Stated exercise
Pull out every line in the material below that contains the word "concrete", and list them in their original order.

########################################

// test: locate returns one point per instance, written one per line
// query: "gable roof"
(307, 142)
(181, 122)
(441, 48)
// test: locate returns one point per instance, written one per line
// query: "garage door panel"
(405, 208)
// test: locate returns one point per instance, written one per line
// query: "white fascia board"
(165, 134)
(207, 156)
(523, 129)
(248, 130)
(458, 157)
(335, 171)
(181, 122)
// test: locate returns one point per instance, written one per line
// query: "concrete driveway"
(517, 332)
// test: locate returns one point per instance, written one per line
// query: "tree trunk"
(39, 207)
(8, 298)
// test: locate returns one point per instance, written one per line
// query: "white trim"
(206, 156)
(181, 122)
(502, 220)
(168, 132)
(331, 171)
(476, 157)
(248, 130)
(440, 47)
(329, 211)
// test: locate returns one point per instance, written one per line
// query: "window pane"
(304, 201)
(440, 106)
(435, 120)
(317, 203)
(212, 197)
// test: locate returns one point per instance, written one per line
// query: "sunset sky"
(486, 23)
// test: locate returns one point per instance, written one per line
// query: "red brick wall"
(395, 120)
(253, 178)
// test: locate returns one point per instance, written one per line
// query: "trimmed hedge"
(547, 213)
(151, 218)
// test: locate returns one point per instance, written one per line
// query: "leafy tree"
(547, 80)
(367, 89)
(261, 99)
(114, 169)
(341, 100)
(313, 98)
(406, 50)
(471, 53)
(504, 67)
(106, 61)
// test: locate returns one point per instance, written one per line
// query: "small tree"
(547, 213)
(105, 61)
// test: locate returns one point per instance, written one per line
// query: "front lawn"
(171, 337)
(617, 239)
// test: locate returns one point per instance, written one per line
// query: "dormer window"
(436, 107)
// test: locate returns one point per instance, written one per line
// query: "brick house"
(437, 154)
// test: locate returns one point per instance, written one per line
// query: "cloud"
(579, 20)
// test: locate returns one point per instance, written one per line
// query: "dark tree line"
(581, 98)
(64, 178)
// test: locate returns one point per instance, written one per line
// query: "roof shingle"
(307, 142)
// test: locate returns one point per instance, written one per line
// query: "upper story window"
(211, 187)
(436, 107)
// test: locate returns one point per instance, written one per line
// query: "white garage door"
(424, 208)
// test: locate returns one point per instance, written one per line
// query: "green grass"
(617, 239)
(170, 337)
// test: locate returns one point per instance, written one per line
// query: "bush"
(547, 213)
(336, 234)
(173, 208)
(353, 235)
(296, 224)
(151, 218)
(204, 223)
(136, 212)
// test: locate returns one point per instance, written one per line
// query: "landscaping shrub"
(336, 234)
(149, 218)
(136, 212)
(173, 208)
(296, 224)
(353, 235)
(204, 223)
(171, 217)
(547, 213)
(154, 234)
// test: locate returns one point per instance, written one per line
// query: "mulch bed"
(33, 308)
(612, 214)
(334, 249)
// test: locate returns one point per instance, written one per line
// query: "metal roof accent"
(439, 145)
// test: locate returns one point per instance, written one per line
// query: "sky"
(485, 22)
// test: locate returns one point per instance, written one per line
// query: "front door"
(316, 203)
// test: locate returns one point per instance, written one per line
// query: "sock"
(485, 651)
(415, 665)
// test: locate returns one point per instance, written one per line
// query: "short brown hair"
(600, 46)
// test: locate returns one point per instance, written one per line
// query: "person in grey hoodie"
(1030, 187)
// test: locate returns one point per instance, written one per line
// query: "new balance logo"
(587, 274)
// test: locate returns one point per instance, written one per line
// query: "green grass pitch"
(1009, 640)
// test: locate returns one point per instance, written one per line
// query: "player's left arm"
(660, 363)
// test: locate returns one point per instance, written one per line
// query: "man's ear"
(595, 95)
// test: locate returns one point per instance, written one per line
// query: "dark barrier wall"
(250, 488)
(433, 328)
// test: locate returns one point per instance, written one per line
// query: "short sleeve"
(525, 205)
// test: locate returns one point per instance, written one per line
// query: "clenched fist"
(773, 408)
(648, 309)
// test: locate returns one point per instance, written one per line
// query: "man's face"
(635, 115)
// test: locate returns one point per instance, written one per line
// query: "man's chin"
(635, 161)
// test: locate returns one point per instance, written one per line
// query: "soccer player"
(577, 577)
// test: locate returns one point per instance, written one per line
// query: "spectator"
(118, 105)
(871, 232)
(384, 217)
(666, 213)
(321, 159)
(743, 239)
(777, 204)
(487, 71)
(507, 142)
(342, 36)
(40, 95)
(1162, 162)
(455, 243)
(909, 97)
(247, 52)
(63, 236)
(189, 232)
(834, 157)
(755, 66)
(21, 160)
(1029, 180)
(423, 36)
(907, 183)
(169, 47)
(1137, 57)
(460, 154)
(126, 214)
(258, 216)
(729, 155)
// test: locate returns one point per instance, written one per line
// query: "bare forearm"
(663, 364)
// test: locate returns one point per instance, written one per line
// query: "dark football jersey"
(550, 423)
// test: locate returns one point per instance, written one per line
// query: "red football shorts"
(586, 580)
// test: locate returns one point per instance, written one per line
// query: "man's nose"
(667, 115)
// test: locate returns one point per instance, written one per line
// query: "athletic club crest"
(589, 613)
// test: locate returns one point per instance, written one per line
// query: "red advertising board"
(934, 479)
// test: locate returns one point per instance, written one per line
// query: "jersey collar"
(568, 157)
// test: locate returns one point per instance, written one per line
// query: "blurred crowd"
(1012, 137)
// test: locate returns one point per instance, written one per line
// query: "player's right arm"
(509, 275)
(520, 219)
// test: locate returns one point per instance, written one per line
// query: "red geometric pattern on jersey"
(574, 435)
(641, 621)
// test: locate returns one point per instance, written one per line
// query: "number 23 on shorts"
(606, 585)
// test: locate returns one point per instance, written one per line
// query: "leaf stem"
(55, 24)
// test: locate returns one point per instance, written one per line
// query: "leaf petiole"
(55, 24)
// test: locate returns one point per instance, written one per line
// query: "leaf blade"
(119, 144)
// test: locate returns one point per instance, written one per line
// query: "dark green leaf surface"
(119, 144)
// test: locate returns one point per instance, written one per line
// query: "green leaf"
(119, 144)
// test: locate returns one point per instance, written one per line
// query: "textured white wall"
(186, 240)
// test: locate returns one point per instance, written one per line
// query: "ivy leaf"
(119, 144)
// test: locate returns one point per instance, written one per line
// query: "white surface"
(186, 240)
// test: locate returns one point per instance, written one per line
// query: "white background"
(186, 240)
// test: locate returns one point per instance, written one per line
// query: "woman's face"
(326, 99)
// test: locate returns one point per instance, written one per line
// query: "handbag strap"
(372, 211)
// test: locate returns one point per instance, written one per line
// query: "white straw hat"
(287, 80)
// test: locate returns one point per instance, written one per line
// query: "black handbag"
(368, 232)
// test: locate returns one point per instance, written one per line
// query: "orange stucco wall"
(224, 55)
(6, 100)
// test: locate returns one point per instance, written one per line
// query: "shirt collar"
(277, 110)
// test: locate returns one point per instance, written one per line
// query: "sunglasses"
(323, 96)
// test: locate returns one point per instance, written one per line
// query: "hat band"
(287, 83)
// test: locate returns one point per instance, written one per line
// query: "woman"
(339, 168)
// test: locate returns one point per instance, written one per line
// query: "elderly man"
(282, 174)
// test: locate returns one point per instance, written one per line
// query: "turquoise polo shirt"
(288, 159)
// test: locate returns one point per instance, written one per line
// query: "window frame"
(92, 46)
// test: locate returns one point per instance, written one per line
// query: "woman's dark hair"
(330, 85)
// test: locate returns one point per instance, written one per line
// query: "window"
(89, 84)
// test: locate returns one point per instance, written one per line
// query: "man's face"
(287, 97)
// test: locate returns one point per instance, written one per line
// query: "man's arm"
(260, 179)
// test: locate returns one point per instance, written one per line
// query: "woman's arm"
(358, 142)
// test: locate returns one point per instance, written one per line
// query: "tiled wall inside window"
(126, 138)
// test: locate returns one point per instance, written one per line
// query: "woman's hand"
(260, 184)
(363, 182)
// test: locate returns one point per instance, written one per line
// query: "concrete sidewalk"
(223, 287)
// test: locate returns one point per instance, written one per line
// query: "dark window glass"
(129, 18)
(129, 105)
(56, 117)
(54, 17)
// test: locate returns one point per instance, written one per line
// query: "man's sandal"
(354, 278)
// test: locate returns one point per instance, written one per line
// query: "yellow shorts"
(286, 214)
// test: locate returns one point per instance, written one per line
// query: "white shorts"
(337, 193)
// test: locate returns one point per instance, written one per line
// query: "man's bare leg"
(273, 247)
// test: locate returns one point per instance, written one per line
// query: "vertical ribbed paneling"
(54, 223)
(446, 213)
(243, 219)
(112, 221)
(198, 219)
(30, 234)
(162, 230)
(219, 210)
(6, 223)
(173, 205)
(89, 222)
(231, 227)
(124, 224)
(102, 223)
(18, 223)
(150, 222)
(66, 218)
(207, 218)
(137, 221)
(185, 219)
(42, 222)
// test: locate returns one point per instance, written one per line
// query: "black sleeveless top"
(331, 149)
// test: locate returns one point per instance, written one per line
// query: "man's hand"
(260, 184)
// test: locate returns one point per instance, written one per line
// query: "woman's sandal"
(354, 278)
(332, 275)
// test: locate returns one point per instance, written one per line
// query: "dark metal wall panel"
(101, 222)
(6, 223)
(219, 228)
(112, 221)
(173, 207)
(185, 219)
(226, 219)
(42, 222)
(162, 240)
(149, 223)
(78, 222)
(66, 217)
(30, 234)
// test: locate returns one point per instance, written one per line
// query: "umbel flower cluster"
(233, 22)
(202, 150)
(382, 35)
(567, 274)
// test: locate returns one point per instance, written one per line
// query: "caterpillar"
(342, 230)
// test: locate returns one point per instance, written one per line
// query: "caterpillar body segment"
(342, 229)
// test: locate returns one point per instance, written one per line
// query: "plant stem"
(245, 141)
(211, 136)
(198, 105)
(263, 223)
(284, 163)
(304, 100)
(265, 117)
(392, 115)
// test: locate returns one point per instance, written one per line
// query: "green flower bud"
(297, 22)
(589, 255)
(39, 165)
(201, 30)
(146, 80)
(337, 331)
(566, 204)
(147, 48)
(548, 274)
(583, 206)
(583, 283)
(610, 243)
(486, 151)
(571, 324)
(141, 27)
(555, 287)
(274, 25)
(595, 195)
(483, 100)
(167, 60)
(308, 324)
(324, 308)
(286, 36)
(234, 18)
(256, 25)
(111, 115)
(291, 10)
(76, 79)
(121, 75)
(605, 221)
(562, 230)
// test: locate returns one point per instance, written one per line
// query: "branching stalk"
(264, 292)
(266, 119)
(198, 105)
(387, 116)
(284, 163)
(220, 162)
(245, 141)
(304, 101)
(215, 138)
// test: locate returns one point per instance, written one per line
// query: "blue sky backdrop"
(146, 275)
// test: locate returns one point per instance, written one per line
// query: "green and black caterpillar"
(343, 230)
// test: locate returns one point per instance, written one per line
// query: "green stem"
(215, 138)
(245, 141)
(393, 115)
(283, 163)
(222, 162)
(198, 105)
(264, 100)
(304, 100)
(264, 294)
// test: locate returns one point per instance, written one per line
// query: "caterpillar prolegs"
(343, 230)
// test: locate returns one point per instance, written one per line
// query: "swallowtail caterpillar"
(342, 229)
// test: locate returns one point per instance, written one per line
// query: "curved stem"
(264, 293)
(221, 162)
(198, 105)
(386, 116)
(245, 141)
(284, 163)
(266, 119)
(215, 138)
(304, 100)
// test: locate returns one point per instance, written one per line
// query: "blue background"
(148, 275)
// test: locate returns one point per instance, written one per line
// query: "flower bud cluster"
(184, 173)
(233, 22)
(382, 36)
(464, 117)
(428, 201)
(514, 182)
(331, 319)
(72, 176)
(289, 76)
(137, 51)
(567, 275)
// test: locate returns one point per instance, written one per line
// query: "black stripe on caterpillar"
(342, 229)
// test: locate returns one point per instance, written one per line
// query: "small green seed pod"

########################################

The reply
// query: "concrete driveway"
// query: "concrete sidewalk"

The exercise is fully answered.